**EJERCICIO PROPUESTO:**
Continúa el hilo del foro sobre la señal de reloj en Proteus ISIS a partir de su último mensaje.

# Duda en proteus, (pregunta sencilla)



## Not (Ene 17, 2011)

Buenas tardes a tod@s, estoy ahora mismo utilizando proteus, y como no, tengo un problema.

Estoy haciendo varios circuito con biestables concretamente el 7474 (no es relevante).

Bueno si conoceis este componente, consta de una entrada (interruptor) y otra, CLK (señal de reloj) 

Entonces me pregunto.... Hay algun componente (en proteus isis) que simule esta señal??

La señal debe ser periodica y constante, si alguien lo conoce y me puede ayudar se lo agradezco mucho, gracias de antemano.

PD: Puedo hacerlo con un interruptor y yo simular dicha señal, pero eso no me vale.


Saludos a todoss


----------



## Daniel Meza (Ene 17, 2011)

Efectivamente, en la barra de la izquiera hay una opción para inyectar diferentes tipos de señales a tus circuitos, tiene el ícono de una señal alterna, haz click allí y selecciona "DCLOCK", despúes haz click en la parte del circuito donde quieras ponerla. Para ajustar sus parámetros haz doble click sobre el símbolo en el diagrama

Saludos


----------



## Not (Ene 17, 2011)

Daniel Meza eres un maquina, caso resuelto. (en 3 min)

**CONJUNTO DE LÍNEAS:**
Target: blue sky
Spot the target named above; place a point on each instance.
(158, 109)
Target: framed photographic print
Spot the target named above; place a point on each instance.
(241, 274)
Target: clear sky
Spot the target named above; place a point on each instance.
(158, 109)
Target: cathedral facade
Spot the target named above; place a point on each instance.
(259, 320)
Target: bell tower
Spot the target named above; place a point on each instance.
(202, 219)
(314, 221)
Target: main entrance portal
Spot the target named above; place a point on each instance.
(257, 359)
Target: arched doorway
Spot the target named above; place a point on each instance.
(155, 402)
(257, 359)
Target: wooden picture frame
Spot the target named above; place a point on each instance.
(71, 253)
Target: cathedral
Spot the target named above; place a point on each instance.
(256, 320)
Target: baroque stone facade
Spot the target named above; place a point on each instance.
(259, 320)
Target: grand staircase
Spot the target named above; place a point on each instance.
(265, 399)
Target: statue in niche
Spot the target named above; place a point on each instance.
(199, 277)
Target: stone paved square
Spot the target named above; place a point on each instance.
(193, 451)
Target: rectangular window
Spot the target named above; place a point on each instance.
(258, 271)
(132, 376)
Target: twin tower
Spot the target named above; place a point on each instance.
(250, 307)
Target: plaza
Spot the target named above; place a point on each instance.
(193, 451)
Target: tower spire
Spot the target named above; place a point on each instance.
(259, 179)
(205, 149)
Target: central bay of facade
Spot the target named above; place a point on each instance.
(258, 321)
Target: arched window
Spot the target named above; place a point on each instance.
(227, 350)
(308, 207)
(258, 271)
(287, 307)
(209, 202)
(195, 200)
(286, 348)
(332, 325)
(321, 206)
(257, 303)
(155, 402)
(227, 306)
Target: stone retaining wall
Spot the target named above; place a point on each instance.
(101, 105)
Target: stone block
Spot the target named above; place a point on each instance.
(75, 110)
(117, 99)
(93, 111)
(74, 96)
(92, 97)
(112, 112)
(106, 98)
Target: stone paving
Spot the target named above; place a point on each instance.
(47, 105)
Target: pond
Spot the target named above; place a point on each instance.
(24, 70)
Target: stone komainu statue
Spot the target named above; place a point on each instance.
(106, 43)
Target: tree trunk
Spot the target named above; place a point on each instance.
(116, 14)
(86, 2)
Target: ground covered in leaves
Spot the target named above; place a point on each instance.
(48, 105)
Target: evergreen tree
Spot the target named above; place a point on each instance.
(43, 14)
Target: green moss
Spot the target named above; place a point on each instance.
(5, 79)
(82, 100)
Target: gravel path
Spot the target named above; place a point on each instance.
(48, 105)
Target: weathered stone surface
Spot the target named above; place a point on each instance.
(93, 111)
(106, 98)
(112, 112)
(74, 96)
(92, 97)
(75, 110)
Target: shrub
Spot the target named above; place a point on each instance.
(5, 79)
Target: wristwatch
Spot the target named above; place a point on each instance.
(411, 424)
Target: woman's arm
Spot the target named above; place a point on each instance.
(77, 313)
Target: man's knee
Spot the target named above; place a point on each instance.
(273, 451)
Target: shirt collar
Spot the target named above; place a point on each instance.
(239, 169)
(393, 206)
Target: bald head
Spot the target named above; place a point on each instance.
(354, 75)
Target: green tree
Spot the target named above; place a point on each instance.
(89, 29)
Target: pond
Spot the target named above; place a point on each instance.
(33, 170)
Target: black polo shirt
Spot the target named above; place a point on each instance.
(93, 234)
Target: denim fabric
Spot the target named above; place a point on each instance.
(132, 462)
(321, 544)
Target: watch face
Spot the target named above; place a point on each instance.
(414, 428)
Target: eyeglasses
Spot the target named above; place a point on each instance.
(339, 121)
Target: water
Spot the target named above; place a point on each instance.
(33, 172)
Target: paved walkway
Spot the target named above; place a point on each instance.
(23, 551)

**RESPUESTA:**
Muchas gracias, este foro es la ostia........ gracias a gente como vosotros, este es el modelo de foro ideal!!

Saludos


----------



## Rodo2012 (Ene 17, 2011)

Hola.

Existe también otra opción (por si lo necesitas en otra).

Haces click en la "P" de la izquierda como cuando buscas los componentes, te aparece la ventana "Pick Devices", ahí escribes "clock", y te sale una fuente de señal de onda cuadrada. El componente se llama "CLOCK ACTIVE". Al hacer doble click sobre el componente se puede configurar la frecuencia con la que quieres que trabaje el reloj.

Chau.


----------



## Not (Ene 18, 2011)

Gracias Rodo pero con lo que me dijo Daniel, me ha servido.
Pero de todas formas lo tendre en cuenta.
gracias.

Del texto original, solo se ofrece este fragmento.